> **Natural-language object grounding data**:
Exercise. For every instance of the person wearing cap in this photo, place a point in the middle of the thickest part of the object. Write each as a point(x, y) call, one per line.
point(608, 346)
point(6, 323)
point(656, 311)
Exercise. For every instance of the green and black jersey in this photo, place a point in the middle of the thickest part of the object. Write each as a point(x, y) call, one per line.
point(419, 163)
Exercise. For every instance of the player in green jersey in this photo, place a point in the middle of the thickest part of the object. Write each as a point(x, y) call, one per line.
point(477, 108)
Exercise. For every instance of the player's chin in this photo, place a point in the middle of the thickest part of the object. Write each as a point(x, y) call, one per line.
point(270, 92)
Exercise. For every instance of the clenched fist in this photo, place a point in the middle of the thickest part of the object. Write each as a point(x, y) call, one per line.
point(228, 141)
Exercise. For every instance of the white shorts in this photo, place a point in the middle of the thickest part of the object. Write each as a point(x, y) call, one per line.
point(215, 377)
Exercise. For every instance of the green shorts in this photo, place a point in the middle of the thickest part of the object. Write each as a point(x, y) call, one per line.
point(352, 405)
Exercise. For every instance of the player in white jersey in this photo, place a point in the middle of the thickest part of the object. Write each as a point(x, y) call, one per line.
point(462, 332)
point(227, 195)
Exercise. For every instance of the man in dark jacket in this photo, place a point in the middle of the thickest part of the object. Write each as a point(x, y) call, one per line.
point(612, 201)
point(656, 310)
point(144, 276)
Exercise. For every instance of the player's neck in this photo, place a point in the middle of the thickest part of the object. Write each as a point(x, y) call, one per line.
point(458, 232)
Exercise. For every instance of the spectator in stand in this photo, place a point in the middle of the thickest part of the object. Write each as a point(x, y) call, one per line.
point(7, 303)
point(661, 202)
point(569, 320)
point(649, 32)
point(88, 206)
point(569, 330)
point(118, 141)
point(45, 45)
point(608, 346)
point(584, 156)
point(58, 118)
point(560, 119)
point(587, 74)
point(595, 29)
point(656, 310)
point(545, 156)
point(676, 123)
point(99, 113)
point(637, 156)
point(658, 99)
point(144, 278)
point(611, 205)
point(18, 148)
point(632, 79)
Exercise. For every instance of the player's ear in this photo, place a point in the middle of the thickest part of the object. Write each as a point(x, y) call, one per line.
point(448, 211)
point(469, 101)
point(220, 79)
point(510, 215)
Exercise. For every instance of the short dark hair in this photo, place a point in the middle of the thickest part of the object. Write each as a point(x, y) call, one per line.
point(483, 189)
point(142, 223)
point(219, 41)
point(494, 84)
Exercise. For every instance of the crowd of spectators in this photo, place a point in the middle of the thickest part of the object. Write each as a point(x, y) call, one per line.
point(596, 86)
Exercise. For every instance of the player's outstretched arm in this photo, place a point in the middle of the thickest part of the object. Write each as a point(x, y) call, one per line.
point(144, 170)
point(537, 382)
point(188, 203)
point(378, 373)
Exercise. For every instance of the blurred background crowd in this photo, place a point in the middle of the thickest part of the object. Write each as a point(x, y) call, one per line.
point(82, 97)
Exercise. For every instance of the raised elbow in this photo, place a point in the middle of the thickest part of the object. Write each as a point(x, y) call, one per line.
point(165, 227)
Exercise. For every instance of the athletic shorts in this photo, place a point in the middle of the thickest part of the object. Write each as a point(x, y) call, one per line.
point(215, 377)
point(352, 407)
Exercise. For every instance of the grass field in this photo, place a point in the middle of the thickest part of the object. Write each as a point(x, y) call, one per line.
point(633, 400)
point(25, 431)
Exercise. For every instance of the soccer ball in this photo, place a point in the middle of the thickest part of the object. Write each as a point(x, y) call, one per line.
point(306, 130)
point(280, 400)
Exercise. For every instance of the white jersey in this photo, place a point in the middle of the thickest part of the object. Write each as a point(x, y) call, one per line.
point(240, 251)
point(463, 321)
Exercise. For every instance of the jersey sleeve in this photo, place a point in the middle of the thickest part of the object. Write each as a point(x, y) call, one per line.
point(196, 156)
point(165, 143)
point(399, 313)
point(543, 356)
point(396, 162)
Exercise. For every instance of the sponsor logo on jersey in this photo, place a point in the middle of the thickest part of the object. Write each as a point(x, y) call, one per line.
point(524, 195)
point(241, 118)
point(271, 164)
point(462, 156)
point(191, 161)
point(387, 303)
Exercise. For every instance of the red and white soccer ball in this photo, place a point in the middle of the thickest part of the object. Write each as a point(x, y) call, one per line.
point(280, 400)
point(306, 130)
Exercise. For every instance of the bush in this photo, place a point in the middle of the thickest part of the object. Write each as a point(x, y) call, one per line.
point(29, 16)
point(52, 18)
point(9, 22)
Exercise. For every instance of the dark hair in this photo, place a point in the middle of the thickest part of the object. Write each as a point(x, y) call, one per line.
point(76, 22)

> **Exercise instructions**:
Return all the data exactly as given.

> **Answer to the exercise**:
Exercise. For every instance of the person wearing cap in this photo, place a point in the middle of the thickest part of the object. Write each as a point(x, y) call, one per line.
point(608, 346)
point(6, 323)
point(656, 311)
Exercise. For every instance of the green and black jersey in this photo, place a point in the middle of the thickest part of the object. Write each as a point(x, y) call, one per line.
point(419, 163)
Exercise. For every instance of the player in green jersey in this photo, place a point in the middle of the thickest part of the object. Write each as a point(x, y) call, one per line.
point(477, 108)
Exercise. For every instance of the player's chin in this photo, place a point in the middle of the thickest part of the object. Write each as a point(x, y) call, one per line.
point(270, 92)
Exercise. For every instance of the clenched fist in this photo, place a point in the middle of the thickest part of the object. Write each as a point(x, y) call, one per line.
point(228, 141)
Exercise. For every instance of the white shorts in this photo, place a point in the middle of the thickest part of the object. Write each as a point(x, y) call, one per line.
point(215, 377)
Exercise. For every instance of the green shorts in this photo, place a point in the middle of the thickest part of the object. Write each as a point(x, y) call, one per line.
point(352, 405)
Exercise. For every instance of the player in white jersey in this photo, place a point in the middle of the thickest part of the object. Write each as a point(x, y) call, one per line.
point(462, 332)
point(227, 195)
Exercise. For every instance of the man in dark jacket in this photo, place a point in the middle of the thickest part of the object. Write each as a point(x, y) call, one per line.
point(612, 201)
point(656, 310)
point(144, 276)
Exercise. For every instance of the player's neck in this photo, place a point in the middle of the thickest part of the object. Write each as a point(x, y) call, one per line.
point(458, 232)
Exercise. For every instance of the spectator in stand in this photo, place a point in the middle of the thickest part of the object. Write each as a point(x, y) call, one per line.
point(7, 303)
point(661, 202)
point(569, 320)
point(649, 32)
point(88, 206)
point(569, 330)
point(118, 141)
point(45, 45)
point(608, 346)
point(584, 156)
point(58, 118)
point(560, 119)
point(587, 74)
point(595, 29)
point(656, 310)
point(545, 156)
point(676, 123)
point(99, 113)
point(637, 156)
point(658, 99)
point(144, 278)
point(611, 205)
point(18, 148)
point(632, 79)
Exercise. For every instance of the player's ear in this photo, place a point in the middle of the thickest part of the object. Write each as a point(x, y) call, one per line.
point(448, 211)
point(469, 101)
point(220, 79)
point(510, 215)
Exercise. For every instance of the short dark hair in this photo, place a point in the middle of the thickest part of the object. Write each as a point(x, y) call, one per line.
point(483, 189)
point(142, 223)
point(219, 41)
point(494, 84)
Exercise. For every instance of the crowd of spectators in this photo, place a point in the middle of the thickest part of the object. Write each as a point(x, y) call, one per line.
point(596, 86)
Exercise. For every instance of the player's outstretched arm in this photo, place a point in the middle of the thickest part of the object. Write each as a point(x, y) call, one per line.
point(144, 170)
point(537, 382)
point(188, 203)
point(378, 373)
Exercise. For every instance of the blurred background crowd in this photo, place a point in the middle of the thickest part of the object. Write each as a point(x, y) call, one per line.
point(82, 97)
Exercise. For every instance of the raised elbow in this photo, place a point in the middle of the thickest part of the object. Write each as a point(x, y) call, one per line.
point(165, 227)
Exercise. For every instance of the athletic shorts in this photo, place a point in the middle of the thickest part of the object. Write each as a point(x, y) call, one per line.
point(215, 377)
point(352, 407)
Exercise. For every instance of the grass field in this photo, place a point in the middle of the thickest part of the object. Write each as a point(x, y) call, one per line.
point(633, 400)
point(25, 431)
Exercise. For every instance of the soccer ball in this photo, place a point in the middle of the thickest part of the object. Write each as a point(x, y) call, one per line.
point(306, 130)
point(280, 400)
Exercise. For every instance of the white jersey in this photo, place a point in the middle of the thickest part of the object. Write each as a point(x, y) call, one per line.
point(240, 251)
point(463, 321)
Exercise. For every instance of the jersey sleeve in this photo, place a point in the middle of the thickest part of the object. Write each as a point(x, y) call, one per line.
point(196, 156)
point(165, 143)
point(399, 313)
point(543, 356)
point(396, 162)
Exercise. For every instance of the sponsor logo on jersey in this photo, place a point in the middle of the thickest part of the object. Write each as a point(x, y) call, one per line.
point(524, 195)
point(241, 118)
point(271, 164)
point(462, 156)
point(191, 161)
point(387, 303)
Exercise. For every instance of the red and white soccer ball in this photo, place a point in the middle of the thickest part of the object. Write each as a point(x, y) call, one per line.
point(280, 400)
point(306, 130)
Exercise. For every instance of the bush in this photo, place a point in the middle of the thickest part of the object. Write each as a point(x, y) call, one per line.
point(29, 16)
point(52, 18)
point(9, 22)
Exercise. For every instance of the dark hair in this photo, place a point in the middle of the thickest part of the object. Write each as a point(x, y) call, one per line.
point(76, 22)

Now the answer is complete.